Compito da svolgere: Riscrivi tutti i record sostituendo "pin" con "marker" e lasciando invariato tutto il resto. Escludi le immagini dalla risposta.

Materiale da elaborare:
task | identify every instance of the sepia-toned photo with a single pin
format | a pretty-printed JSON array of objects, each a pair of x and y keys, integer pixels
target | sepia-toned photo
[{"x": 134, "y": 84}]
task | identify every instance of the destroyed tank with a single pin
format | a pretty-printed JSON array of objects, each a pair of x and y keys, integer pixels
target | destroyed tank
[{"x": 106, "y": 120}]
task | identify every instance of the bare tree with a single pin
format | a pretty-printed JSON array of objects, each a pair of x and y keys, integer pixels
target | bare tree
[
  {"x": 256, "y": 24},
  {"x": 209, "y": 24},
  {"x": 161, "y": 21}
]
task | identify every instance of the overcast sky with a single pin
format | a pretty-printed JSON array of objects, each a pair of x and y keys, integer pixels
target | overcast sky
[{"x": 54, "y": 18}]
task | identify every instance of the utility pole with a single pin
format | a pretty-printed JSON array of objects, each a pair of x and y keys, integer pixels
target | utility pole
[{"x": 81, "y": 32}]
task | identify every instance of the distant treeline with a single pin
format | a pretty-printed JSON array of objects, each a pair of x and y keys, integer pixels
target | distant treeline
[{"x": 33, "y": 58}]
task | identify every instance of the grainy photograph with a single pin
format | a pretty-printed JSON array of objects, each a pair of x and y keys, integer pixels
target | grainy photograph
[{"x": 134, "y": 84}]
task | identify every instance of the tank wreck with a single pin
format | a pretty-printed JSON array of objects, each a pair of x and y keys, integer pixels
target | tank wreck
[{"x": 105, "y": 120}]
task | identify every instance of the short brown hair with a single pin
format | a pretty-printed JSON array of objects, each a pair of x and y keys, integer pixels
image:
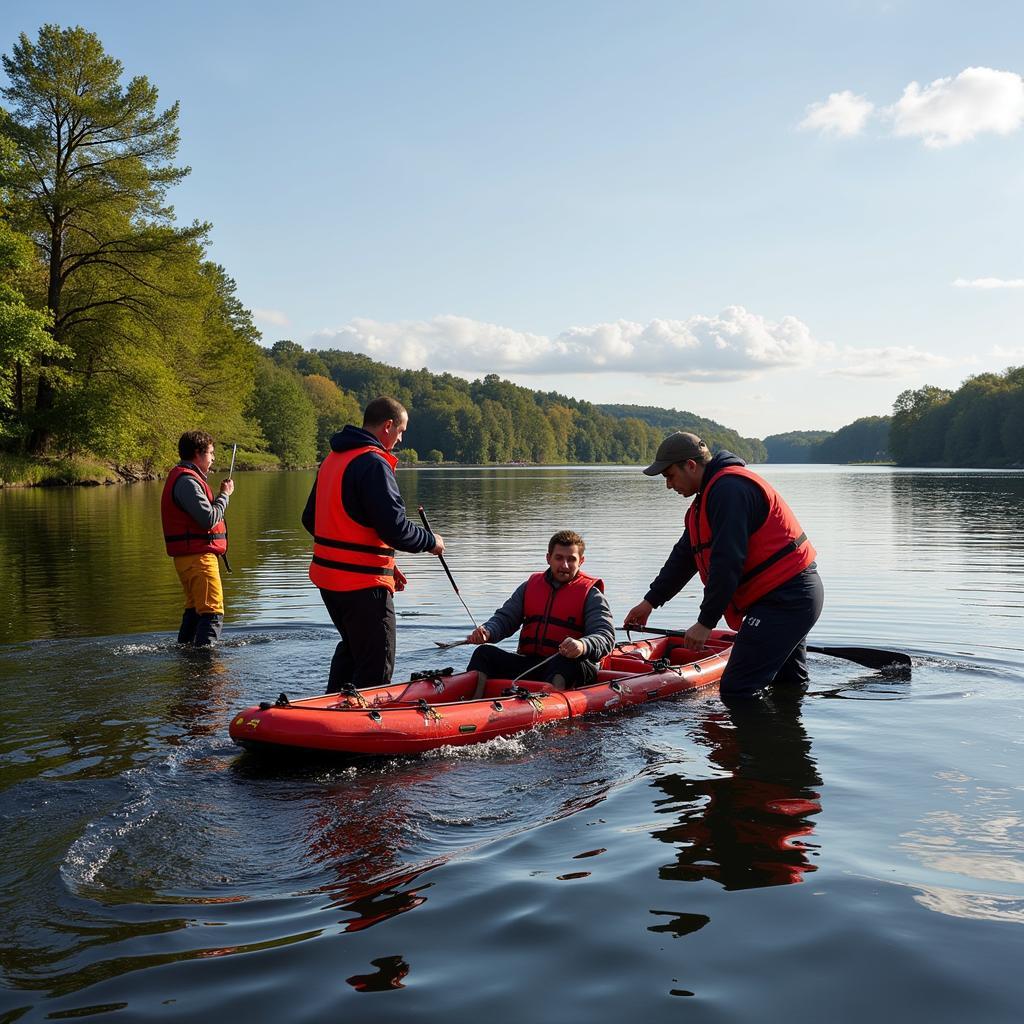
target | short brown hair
[
  {"x": 381, "y": 410},
  {"x": 192, "y": 442},
  {"x": 566, "y": 538}
]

La soluzione:
task | identify every instance of the sepia-toned photo with a single marker
format | a pretty-printed JSON array of objects, each a pair of x and y keys, integer pixels
target | sepia-toned photo
[{"x": 134, "y": 84}]
task | identify every instance of the destroyed tank with a single marker
format | a pretty-printed JSON array of objects, each a pair of x and y keys, integer pixels
target | destroyed tank
[{"x": 106, "y": 120}]
task | identify every instance of the bare tree with a single marker
format | a pretty-printed JSON array of objects, each a pair of x and y keys, integer pixels
target | bare tree
[
  {"x": 256, "y": 24},
  {"x": 209, "y": 24},
  {"x": 161, "y": 21}
]
task | identify every instance of the overcast sky with a single marker
format | a pretty-printed JSON array of objects, each a pair of x and y keys, integer pixels
target | overcast sky
[{"x": 54, "y": 18}]
task | identify every instance of the utility pole with a single marker
format | a pretty-printed JSON array of objects, each a pair of x and y keys, integer pixels
target | utility pole
[{"x": 81, "y": 32}]
task | identify every instance of the distant treeline with a single marker
format | a pretty-printed JSON array of objects, each a pair of x and y keys, integer pixels
target | distant treeline
[{"x": 33, "y": 58}]
task | identify every instance of the grainy photograph with a single marker
format | a pretty-printed JSON array of objects, each a pair of x and y keys, integer pixels
target | grainy photograph
[{"x": 134, "y": 84}]
task | identify every instance of the tank wreck with a single marker
format | a pretty-printed JSON array of objects, each a pair of x and y keys, integer pixels
target | tank wreck
[{"x": 105, "y": 120}]
task | identify every instance of the short brown hair with a single marker
format | a pretty-printed JSON array of objects, each a pair of x and y keys, integer pixels
image:
target | short brown hair
[
  {"x": 381, "y": 410},
  {"x": 192, "y": 442},
  {"x": 566, "y": 538}
]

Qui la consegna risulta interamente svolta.